Image region labeling entries:
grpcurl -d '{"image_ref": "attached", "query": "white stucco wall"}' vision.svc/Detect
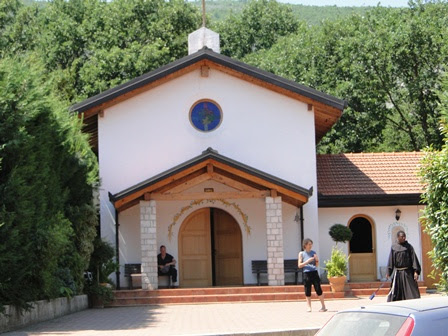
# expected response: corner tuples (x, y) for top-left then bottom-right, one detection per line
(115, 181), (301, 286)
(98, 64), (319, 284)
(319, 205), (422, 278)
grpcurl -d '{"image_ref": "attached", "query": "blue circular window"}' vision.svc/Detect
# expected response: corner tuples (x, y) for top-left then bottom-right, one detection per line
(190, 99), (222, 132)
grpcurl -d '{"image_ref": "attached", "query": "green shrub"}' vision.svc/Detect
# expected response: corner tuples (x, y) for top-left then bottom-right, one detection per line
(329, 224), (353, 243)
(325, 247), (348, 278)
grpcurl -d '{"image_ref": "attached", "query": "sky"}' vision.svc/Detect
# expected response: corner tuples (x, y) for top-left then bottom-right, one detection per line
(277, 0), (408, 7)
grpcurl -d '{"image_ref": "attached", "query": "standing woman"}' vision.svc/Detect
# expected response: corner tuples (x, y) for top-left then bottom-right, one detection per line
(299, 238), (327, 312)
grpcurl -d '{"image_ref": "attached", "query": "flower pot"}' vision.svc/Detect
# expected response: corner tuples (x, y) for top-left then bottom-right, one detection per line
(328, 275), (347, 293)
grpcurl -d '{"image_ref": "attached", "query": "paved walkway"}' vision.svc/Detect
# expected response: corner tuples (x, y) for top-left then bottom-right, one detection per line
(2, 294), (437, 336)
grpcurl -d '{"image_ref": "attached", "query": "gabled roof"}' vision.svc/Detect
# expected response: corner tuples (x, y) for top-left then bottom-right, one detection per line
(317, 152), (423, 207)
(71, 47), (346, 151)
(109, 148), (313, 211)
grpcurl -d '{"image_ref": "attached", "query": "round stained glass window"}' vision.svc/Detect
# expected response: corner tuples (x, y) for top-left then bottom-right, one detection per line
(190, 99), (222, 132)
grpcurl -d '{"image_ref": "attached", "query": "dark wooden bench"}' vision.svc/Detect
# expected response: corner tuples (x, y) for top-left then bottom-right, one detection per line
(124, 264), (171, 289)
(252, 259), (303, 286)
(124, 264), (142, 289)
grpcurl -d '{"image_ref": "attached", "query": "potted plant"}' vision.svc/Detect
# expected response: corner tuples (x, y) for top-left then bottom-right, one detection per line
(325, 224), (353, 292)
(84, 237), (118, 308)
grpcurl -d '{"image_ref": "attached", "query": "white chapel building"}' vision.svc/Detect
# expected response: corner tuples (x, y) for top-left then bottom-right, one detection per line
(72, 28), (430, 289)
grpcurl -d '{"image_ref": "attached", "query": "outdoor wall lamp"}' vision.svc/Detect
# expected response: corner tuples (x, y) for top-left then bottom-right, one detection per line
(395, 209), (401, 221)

DESCRIPTION OF THE TASK: Select and copy every line of the items that contains the word "wall".

FINAL ANSWER:
grpcurl -d '{"image_ref": "attached", "query": "white stucco wall"}' vision.svc/Detect
grpcurl -d '{"image_ref": "attached", "query": "outdoor wall lamp"}' vision.svc/Detect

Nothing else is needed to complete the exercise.